REQUEST. Leave the pictures out, and retype all of the material exactly as written.

STORED DATA.
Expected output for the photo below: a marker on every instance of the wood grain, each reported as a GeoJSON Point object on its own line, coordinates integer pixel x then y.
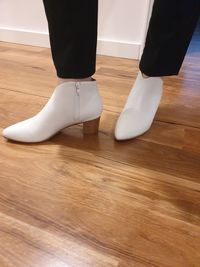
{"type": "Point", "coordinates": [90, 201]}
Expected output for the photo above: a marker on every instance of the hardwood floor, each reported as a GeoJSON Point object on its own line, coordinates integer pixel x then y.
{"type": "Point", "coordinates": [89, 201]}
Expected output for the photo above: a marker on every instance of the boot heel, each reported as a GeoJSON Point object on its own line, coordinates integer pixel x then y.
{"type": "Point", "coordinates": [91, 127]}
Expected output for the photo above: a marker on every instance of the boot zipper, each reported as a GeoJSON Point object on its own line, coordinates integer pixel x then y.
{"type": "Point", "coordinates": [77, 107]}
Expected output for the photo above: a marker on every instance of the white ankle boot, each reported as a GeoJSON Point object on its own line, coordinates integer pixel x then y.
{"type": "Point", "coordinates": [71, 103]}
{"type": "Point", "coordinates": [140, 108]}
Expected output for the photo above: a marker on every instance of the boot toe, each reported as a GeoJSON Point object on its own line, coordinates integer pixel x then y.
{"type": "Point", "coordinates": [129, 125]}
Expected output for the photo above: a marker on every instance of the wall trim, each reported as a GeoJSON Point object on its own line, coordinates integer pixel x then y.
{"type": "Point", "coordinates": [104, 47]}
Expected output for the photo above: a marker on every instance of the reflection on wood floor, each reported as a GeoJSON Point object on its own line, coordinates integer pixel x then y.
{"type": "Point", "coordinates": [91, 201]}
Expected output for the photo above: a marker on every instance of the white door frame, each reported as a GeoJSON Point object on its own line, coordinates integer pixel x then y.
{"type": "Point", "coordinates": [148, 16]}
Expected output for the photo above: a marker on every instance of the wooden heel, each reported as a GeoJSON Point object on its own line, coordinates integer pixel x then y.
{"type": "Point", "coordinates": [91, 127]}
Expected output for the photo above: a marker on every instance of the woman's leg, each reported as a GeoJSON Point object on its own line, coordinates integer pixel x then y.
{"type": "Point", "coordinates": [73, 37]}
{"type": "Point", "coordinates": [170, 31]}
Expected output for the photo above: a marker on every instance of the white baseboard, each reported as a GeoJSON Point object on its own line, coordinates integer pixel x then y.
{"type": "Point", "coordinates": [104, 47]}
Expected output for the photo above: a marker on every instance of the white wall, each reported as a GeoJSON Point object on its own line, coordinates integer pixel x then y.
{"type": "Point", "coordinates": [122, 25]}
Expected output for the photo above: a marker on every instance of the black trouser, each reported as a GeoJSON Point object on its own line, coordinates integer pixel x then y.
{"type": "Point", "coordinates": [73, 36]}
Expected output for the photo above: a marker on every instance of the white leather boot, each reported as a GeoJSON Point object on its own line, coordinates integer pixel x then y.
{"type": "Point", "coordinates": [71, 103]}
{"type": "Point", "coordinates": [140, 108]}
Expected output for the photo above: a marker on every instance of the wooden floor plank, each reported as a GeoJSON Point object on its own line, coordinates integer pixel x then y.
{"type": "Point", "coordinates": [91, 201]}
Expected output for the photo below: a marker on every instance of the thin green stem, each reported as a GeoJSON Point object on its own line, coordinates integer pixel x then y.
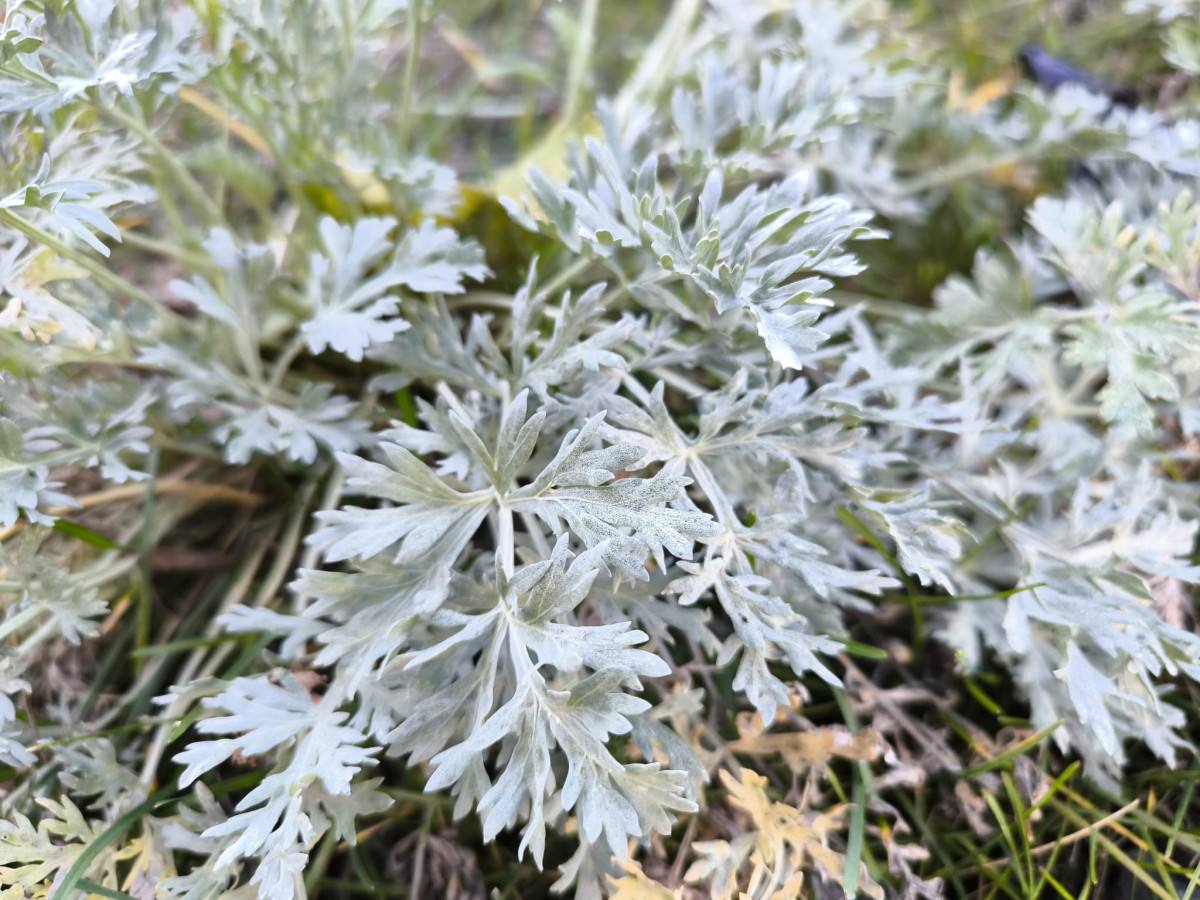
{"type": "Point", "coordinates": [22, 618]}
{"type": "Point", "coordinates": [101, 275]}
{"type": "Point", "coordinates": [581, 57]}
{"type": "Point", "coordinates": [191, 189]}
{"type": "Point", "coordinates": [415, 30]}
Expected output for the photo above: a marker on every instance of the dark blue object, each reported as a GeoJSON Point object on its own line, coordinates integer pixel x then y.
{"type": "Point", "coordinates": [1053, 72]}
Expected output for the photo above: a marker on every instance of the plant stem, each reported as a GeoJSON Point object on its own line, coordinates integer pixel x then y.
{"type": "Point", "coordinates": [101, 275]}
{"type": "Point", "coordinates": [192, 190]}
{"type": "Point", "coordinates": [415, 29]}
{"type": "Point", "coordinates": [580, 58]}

SOLVED PROBLEM.
Expected output for the photo below: a marker on every instance of the wood grain, each reported as a GeoJSON Point object on its own line, coordinates integer pixel x then y.
{"type": "Point", "coordinates": [90, 201]}
Expected output for the photo above: a marker on every instance of the hardwood floor, each reported as a GeoJSON Point object on its own line, coordinates integer pixel x then y.
{"type": "Point", "coordinates": [89, 201]}
Expected output for the photo above: a marker on every instance of the boot heel, each reported as a GeoJSON Point object on its own line, coordinates integer pixel x then y.
{"type": "Point", "coordinates": [91, 127]}
Expected output for the photo above: a marker on every instance of the boot zipper, each reported as a GeoJSON Point object on its own line, coordinates integer pixel x then y.
{"type": "Point", "coordinates": [77, 107]}
Expected output for the photo above: a marker on every instance of the white ankle boot, each reported as a GeoJSON Point object on its own line, coordinates integer pixel x then y.
{"type": "Point", "coordinates": [71, 103]}
{"type": "Point", "coordinates": [140, 108]}
Expected output for the photo above: a marker on every instance of the boot toe, each reported as a GeoJSON Point object on its own line, coordinates integer pixel x then y.
{"type": "Point", "coordinates": [129, 125]}
Expected output for the photo above: a marker on every instance of the wall trim, each reported as a GeoJSON Point object on its own line, coordinates integer pixel x then y.
{"type": "Point", "coordinates": [104, 47]}
Expected output for the photo above: a marker on every instance of the reflection on wood floor, each reported as a GeoJSON Point object on its own line, coordinates integer pixel x then y.
{"type": "Point", "coordinates": [91, 201]}
Expected output for the photo above: a marker on every instance of the white door frame, each reported as a GeoJSON Point object on its own line, coordinates integer pixel x then y.
{"type": "Point", "coordinates": [148, 16]}
Expected output for the photo above: a marker on every instance of the wooden heel, each reported as a GeoJSON Point object on its own line, coordinates integer pixel x then y.
{"type": "Point", "coordinates": [91, 127]}
Expected output for the photo above: a marker on every instance of the woman's leg, each reported as a GeoJSON Point object on its own line, coordinates integer pixel x then y.
{"type": "Point", "coordinates": [73, 37]}
{"type": "Point", "coordinates": [170, 31]}
Expected output for the photo above: a marker on every instance of the white baseboard, each reported as a GeoJSON Point object on its own line, coordinates integer pixel x then y.
{"type": "Point", "coordinates": [104, 47]}
Expected output for the photo above: a marker on every instance of the white wall, each reported as a GeoJSON Point object on its own line, coordinates integer pixel x then y.
{"type": "Point", "coordinates": [122, 25]}
Expected output for the photo above: a marker on every instance of the black trouser, each reported as a GeoJSON Point object on its own line, coordinates integer pixel x then y.
{"type": "Point", "coordinates": [73, 36]}
Expected output for the photo above: a marker on every instance of the white leather boot, each reported as a GeoJSON Point object on its own line, coordinates integer pixel x then y.
{"type": "Point", "coordinates": [71, 103]}
{"type": "Point", "coordinates": [140, 108]}
Expected output for the photo above: a marker on every instance of the wooden floor plank, each reported as a GeoJSON Point object on its own line, coordinates integer pixel x then y.
{"type": "Point", "coordinates": [91, 201]}
Expected output for the photo below: a marker on every instance of the thin green stem, each reported as a GeoJSON Point object on its own line, coordinates integer pixel x then y.
{"type": "Point", "coordinates": [22, 618]}
{"type": "Point", "coordinates": [101, 275]}
{"type": "Point", "coordinates": [581, 57]}
{"type": "Point", "coordinates": [191, 189]}
{"type": "Point", "coordinates": [415, 30]}
Expected output for the photo above: a marker on every instance of the dark blue object, each reported as a GeoJSON Point object on its own line, coordinates integer pixel x then y.
{"type": "Point", "coordinates": [1053, 72]}
Expected output for the photo above: a marker on every instance of the plant stem, each reported as a GeoJSON Point object on its own line, coordinates integer pixel x then y.
{"type": "Point", "coordinates": [101, 275]}
{"type": "Point", "coordinates": [192, 190]}
{"type": "Point", "coordinates": [415, 29]}
{"type": "Point", "coordinates": [580, 58]}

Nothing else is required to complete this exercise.